# WHAT YOU SHOULD DO
Would you repeat the listing below exactly, with no pictures in it?
Top of DATA EXTRACTS
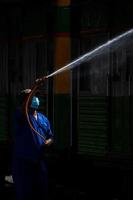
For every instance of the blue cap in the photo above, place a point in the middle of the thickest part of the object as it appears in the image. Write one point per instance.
(35, 102)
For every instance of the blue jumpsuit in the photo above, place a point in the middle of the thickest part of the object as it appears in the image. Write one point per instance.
(29, 168)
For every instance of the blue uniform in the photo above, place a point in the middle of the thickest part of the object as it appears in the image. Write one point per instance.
(29, 169)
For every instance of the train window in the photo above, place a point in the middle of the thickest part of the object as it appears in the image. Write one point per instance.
(93, 73)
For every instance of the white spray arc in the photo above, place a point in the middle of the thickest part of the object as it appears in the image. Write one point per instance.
(91, 54)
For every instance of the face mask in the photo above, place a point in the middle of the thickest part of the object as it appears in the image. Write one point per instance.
(35, 102)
Bottom of DATA EXTRACTS
# ANSWER BELOW
For every instance of the blue cap in the photo above, place a point in the middle of the thickest part of the object as it appears in the image. Write one point per instance.
(35, 102)
For every instance of the blue jumpsuit in the photo above, place a point in the middle of the thickest part of the object as it appears in the image. Write one point per instance.
(29, 168)
For every instance of the blue uniform in the photo above, place a point in the middle of the thickest part of the object as it appears in the image. Write one point per instance.
(29, 169)
For every instance of the train window in the photo above, place a point in the middle of the thickest part of the object as it appears in the image. Write one point per instance.
(93, 73)
For every instance of the white spray arc in the photo above, place a point in the middle of the thickest part of the object as it appears in the image. Write one point per instance.
(91, 54)
For every instance of the face mask in the photo above, place a point in the middle of the thickest part of the object as it appears in the image. Write one point per instance.
(35, 102)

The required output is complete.